WHAT THIS TASK INVOLVES:
Collect every line in the records below that contains the word "with".

Stored items from a collection:
^^^^^^^^^^^^^^^^
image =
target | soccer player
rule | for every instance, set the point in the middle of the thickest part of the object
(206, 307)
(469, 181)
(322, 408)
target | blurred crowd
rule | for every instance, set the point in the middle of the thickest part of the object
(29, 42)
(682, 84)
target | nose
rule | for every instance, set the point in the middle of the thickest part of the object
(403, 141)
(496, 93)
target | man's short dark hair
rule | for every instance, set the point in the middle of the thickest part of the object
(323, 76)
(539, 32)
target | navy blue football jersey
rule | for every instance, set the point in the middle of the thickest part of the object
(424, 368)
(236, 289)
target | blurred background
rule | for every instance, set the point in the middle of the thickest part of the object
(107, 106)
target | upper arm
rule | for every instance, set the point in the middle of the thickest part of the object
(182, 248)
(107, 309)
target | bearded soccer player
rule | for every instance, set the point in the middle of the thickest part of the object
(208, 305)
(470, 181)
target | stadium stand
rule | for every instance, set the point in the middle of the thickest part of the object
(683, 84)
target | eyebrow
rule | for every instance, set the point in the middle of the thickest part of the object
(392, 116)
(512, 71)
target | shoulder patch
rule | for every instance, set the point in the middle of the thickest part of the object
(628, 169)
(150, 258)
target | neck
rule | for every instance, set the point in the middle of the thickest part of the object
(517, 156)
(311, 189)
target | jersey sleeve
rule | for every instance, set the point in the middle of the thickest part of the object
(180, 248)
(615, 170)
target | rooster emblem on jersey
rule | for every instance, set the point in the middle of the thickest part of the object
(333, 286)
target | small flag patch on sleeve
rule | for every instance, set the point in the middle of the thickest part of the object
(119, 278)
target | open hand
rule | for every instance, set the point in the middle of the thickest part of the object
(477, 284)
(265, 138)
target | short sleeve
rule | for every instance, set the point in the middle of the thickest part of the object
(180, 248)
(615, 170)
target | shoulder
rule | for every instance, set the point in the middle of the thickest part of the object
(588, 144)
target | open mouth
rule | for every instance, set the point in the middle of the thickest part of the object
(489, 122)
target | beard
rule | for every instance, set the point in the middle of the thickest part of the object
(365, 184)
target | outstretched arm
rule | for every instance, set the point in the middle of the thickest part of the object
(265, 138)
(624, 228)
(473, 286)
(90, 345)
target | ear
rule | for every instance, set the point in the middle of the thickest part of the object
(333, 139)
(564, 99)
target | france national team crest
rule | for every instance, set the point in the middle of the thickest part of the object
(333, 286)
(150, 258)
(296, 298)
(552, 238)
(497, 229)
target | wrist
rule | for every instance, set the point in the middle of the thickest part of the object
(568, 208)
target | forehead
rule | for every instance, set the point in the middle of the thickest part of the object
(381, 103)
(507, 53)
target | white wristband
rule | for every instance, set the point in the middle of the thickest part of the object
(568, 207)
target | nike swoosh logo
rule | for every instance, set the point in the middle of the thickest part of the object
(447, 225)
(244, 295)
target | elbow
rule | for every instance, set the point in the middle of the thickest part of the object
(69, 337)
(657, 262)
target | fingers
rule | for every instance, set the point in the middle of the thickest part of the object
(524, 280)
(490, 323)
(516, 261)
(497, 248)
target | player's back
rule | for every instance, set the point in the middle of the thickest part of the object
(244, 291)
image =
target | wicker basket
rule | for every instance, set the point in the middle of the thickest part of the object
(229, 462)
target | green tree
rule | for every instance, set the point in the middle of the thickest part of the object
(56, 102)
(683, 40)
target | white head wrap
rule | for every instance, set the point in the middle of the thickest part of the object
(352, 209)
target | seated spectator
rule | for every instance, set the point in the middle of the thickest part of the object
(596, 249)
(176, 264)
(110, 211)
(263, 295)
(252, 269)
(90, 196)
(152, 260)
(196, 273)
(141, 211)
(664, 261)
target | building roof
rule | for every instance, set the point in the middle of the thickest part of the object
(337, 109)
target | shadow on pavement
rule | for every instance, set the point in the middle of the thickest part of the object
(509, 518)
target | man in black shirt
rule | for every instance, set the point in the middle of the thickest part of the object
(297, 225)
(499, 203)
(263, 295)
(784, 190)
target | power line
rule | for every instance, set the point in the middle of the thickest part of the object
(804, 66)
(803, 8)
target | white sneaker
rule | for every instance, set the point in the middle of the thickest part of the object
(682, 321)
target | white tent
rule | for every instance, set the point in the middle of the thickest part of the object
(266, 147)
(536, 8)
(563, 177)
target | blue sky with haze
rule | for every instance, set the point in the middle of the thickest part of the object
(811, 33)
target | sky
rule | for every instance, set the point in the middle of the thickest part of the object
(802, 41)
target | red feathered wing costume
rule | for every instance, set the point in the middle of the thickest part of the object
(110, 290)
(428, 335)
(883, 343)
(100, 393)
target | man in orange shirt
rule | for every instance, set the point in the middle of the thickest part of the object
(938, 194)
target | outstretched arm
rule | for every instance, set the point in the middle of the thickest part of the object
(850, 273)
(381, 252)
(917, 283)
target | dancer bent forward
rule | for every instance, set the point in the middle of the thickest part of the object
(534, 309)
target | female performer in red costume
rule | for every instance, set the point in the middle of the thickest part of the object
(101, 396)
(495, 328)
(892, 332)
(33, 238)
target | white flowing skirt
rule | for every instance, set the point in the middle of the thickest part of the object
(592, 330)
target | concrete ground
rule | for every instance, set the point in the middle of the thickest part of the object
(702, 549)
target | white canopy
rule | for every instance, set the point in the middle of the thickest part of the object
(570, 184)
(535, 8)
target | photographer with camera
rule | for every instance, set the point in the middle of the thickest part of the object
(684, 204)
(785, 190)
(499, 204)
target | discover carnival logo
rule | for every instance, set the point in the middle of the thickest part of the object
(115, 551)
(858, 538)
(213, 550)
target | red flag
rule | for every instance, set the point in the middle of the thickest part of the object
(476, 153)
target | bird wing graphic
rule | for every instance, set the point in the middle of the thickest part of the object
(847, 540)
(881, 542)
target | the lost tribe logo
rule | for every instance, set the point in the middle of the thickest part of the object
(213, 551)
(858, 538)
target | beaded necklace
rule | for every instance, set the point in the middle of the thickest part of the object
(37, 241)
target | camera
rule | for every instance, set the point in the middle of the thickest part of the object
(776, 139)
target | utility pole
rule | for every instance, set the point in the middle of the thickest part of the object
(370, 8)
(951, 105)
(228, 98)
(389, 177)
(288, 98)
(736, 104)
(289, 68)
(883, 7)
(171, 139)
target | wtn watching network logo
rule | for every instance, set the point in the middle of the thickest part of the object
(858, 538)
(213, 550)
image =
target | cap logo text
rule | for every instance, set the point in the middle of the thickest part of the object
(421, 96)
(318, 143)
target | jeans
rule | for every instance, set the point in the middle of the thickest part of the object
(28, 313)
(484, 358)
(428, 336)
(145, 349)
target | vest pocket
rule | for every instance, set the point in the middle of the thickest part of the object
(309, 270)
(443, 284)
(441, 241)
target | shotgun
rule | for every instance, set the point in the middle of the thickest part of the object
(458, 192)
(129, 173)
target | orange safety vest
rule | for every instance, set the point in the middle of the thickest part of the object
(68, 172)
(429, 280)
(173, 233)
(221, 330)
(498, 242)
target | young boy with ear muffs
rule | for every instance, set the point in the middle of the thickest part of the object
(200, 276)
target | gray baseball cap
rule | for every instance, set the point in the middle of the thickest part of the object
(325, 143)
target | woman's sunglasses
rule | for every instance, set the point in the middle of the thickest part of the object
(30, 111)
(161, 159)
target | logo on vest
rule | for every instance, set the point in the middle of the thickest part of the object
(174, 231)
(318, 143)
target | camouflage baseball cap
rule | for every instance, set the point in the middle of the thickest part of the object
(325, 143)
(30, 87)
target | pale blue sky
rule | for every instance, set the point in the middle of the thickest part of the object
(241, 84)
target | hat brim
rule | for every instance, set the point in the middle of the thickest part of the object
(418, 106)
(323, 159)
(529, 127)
^^^^^^^^^^^^^^^^
ANSWER FOR THE TASK:
target | blue sky with haze
target | photographer with camera
target | young boy with ear muffs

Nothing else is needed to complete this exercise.